* **Brano proposto**
La riflessione mancata
La prima reazione, alla
notizia del tentato suicidio del professore campano che aveva augurato una
morte violenta alla figlia di Giorgia Meloni, non poteva che essere la presa di
distanza espressa da Massimo Gramellini, sul «Corriere della Sera»: non si
ha il diritto di atteggiarsi a vittima quando non si è avuto ritegno ad
essere carnefice.
Il professore ha detto di
non aver retto all’«accanimento mediatico» nei suoi confronti e si è lamentato
di essere stato «crocifisso» e «linciato». Ma – gli è stato ribattuto – quello
che ha subìto altro non è se non ciò che lui stesso ha fatto. Dunque, in
sostanza, ben gli sta.
Tutto a posto, dunque?
Forse no. Perché nelle considerazioni di Gramellini – come in quelle del
grande pubblico che ha seguito questa vicenda, arrivando alle stesse
conclusioni – manca qualcosa.

* **Voci fornite**
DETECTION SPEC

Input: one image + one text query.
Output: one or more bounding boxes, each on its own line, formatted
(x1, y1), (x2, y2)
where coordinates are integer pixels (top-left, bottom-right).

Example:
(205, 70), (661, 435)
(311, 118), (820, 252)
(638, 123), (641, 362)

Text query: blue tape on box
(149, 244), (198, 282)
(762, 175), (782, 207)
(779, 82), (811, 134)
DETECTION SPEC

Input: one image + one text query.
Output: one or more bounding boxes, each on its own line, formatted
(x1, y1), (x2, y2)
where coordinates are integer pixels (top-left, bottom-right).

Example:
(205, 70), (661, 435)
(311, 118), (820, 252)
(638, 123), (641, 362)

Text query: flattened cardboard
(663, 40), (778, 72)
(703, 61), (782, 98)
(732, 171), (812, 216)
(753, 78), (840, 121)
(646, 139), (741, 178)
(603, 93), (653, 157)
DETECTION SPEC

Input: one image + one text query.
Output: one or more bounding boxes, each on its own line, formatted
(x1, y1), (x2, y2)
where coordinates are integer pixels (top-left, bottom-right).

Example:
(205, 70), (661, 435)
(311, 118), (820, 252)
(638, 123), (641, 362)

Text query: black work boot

* **Problema breve**
Scrivi il seguito del brano sulla vicenda del professore e sul commento di Gramellini, partendo subito dopo la frase «manca qualcosa».

* **Risultato finale**
Manca la riflessione sul
fatto che, comunque, il “prof. dell’odio” – come lo hanno battezzato su
Internet e su molte testate giornalistiche – , è stato a sua volta
vittima di una campagna collettiva di odio, di cui in vario modo tutti, in quanto
partecipi della grande galassia dell’opinione pubblica, siamo stati, in qualche
modo, protagonisti.
E la presa d’atto
che «il tribunale dei social», come lo ha definito Gramellini, ha
funzionato anche contro di lui con la stessa spietatezza che noi giustamente
gli abbiamo rimproverato, senza tenere conto di tutte le garanzie che, nei
tribunali veri, permettono all’imputato di vedere prese in considerazione le
sue ragioni e, soprattutto, di essere rispettato come persona, al di là del
crimine che ha commesso. E questo non riguarda più lui, ma interroga noi.
Si può ridurre una
persona a una frase o a un’azione?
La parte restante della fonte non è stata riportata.